───── 所给文本
实际上，一个replica会同时持有这样几个状态副本：一个stable checkpoint，若干个未达到稳定状态的checkpoint（生成后暂未收集到 $2f+1$ 个该状态的checkpoint消息），以及当前状态。stable checkpoint的最后的消息序号 $n$ 就是低水位 $h$ ,高水位 $H = h + k$ (where is big enough so that replicas do not stall waiting for a checkpoint to become stable).

4. View Changes

client在有效时间内没法收到 $f+1$ 个有效结果，则广播request到所有的replica。backup收到后，若该请求从未执行，则转发给primary，并且启动timer，在timer到期前若没有收到primary发出的pre-prepare，则判断该primary异常，发出view-change消息。backup $i$ , $<VIEW-CHANGE,v+1,n,C,P,i>_{\sigma_i}$ ， $v+1$ 是新的view number， $n$ 是该backup的stable checkpoint $s$ 的最后消息序号， $C$ 是证明 $s$ 的 $2f+1$ 个checkpoint消息， $P$ 是 $Pm$ 的集合， $Pm$ 是达到 $prepared(m,v,n,i)$ 状态的消息（包含pre-prepare消息和 $2f$ 个来自其他replica的matching消息，其中消息 $m$ 的序号大于 $n$ ）。
──────────
• 任务目标 1: 照录所给文本中从“4. View Changes”开始、到“的序号大于 $n$ ）。”结束的部分。
• 任务目标 2: 按所给文本，backup在timer到期前若没有收到primary发出的pre-prepare，会作出什么判断，又会发出什么消息？
后面的数据是另一份材料，与所给文本无关。
───── 所列数据
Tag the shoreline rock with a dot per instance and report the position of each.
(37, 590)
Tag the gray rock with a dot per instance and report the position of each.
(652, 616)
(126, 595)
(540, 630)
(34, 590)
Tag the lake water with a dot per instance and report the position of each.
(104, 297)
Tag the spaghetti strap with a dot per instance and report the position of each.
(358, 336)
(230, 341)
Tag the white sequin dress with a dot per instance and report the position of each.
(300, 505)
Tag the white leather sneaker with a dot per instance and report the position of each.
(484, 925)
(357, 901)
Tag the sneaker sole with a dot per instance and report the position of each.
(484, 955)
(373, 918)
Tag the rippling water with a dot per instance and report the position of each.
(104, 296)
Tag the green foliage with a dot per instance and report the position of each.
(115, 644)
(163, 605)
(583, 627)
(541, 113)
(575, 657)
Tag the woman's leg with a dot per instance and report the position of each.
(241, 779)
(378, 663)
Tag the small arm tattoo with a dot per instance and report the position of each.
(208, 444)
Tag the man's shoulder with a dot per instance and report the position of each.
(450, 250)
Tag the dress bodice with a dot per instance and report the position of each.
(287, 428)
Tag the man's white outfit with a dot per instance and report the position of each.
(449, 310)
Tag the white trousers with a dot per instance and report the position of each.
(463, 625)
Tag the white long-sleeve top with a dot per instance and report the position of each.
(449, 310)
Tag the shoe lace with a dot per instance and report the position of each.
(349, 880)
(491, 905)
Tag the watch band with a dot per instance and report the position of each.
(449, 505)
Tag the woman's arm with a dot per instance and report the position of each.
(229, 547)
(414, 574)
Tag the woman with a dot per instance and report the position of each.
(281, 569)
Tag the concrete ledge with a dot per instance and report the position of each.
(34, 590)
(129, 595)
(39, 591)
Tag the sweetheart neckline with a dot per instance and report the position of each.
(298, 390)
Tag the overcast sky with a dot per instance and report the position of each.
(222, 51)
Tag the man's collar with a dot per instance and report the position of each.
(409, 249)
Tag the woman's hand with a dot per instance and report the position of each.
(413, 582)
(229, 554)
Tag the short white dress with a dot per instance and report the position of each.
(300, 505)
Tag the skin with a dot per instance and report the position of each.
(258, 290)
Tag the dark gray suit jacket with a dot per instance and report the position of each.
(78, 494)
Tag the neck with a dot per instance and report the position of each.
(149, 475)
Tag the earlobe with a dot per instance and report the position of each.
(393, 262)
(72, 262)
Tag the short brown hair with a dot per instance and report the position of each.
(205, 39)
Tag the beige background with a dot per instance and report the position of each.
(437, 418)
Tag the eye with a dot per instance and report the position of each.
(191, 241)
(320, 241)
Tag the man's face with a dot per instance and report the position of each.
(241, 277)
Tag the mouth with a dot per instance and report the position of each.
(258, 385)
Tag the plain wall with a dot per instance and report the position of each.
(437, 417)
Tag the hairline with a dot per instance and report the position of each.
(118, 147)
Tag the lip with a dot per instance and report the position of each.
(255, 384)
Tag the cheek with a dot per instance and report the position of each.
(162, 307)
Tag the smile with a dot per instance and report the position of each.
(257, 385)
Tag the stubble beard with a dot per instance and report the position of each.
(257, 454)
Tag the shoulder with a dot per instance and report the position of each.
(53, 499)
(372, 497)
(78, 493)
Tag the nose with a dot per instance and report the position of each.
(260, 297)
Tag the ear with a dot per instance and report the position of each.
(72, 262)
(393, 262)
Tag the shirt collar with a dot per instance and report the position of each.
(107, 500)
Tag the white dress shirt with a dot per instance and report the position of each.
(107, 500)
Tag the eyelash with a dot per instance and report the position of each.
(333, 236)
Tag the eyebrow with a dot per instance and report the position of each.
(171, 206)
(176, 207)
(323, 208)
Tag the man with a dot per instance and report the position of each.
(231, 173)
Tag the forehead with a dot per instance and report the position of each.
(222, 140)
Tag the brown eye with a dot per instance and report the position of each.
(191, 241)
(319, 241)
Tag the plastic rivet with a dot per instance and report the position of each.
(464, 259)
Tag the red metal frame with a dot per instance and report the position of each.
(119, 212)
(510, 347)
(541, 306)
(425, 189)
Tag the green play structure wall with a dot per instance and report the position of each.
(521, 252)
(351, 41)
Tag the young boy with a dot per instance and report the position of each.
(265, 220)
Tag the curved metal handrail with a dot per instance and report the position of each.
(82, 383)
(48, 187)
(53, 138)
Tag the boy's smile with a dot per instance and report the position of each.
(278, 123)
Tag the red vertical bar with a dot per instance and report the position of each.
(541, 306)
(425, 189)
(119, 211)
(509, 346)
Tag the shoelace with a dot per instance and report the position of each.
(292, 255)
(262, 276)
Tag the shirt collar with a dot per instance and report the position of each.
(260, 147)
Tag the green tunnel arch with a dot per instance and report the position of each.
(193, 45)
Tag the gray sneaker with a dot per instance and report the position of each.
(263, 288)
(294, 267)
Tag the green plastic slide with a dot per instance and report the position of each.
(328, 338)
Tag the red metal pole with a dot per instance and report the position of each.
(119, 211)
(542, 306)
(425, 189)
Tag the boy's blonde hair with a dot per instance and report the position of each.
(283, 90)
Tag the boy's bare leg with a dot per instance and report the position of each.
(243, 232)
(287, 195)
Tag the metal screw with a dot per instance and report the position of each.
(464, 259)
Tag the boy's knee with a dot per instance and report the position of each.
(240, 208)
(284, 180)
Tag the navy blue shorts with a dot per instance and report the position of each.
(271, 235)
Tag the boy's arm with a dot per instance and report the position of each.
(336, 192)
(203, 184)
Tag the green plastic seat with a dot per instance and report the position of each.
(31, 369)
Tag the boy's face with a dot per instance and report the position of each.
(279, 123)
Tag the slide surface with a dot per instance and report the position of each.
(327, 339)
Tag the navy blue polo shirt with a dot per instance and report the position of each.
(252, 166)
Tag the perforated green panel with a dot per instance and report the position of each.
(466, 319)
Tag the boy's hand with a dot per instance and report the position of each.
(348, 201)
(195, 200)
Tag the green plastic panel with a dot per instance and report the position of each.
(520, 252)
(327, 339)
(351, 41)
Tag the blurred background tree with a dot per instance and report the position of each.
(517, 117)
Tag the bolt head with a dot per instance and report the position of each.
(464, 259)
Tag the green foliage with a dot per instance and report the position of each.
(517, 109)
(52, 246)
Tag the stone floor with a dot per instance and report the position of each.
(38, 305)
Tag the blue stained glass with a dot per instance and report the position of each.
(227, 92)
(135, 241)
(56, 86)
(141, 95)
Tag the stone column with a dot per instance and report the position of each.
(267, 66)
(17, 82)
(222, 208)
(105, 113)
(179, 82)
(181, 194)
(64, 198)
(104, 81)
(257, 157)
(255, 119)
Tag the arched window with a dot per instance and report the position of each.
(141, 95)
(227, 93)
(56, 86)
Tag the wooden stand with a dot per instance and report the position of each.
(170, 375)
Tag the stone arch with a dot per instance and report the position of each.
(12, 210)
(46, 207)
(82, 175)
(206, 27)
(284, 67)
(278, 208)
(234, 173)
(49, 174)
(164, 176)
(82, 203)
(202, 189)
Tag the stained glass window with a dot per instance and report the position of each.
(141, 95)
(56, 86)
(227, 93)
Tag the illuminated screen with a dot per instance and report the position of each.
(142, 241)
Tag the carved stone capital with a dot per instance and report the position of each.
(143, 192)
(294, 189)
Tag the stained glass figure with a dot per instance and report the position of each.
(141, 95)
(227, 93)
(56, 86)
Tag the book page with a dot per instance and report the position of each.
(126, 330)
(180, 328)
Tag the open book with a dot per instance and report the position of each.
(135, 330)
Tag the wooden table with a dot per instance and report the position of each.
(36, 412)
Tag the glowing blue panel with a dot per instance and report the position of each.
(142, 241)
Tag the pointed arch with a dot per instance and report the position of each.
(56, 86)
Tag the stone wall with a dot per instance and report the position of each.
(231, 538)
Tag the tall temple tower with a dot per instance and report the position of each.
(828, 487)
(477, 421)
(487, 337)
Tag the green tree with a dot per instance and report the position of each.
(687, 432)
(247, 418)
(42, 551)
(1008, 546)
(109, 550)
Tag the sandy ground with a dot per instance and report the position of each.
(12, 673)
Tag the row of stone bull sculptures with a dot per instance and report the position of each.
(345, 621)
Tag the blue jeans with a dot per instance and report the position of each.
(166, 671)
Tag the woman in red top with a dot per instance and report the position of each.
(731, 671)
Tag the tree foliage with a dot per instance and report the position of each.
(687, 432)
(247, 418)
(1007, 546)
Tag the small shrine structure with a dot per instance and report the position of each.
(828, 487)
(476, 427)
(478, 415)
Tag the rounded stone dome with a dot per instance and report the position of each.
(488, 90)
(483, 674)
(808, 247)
──────────
• 正确答案 1:
4. View Changes

client在有效时间内没法收到 $f+1$ 个有效结果，则广播request到所有的replica。backup收到后，若该请求从未执行，则转发给primary，并且启动timer，在timer到期前若没有收到primary发出的pre-prepare，则判断该primary异常，发出view-change消息。backup $i$ , $<VIEW-CHANGE,v+1,n,C,P,i>_{\sigma_i}$ ， $v+1$ 是新的view number， $n$ 是该backup的stable checkpoint $s$ 的最后消息序号， $C$ 是证明 $s$ 的 $2f+1$ 个checkpoint消息， $P$ 是 $Pm$ 的集合， $Pm$ 是达到 $prepared(m,v,n,i)$ 状态的消息（包含pre-prepare消息和 $2f$ 个来自其他replica的matching消息，其中消息 $m$ 的序号大于 $n$ ）。

• 正确答案 2: 判断该primary异常，并发出view-change消息。